• _Work request_: With the pictures set aside, write out all of the data exactly as it stands.

• _Material supplied_:
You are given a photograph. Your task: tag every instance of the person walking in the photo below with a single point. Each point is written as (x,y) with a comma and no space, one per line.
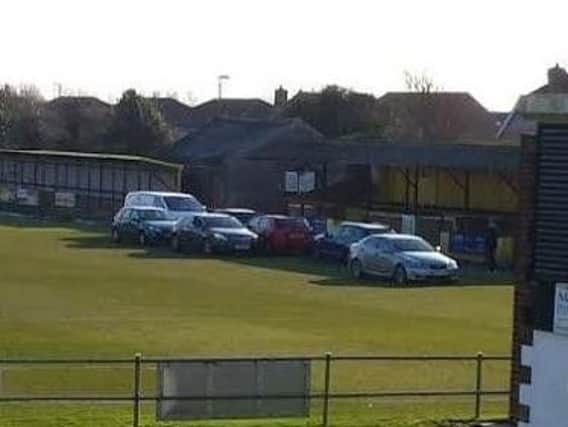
(491,246)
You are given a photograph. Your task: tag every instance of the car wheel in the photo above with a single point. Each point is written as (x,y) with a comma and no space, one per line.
(115,235)
(356,269)
(399,276)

• _Result for this exercise_:
You are given a photograph. Your task: tag every instance of the person walking in the photo below with a single point. Each point is written as (x,y) with a comma and no space, one per line.
(491,246)
You are given a photograph. Your task: tag every instance of the car wheel in the photo above with a single point. Each point is written as (x,y) with a comma and no space, one per line.
(115,235)
(356,269)
(399,276)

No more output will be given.